■ Instructions to follow: Your job is to transcribe the material exactly, every line included.

Data for processing below:

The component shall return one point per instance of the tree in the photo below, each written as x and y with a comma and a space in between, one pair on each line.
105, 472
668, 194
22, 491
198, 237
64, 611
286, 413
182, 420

End of Data for processing.

■ Result:
The component shall return one point per instance of the tree in the photo below, each written as x and y with a comma and a space in between, one pair on each line.
105, 472
668, 194
22, 491
198, 237
64, 611
286, 413
182, 420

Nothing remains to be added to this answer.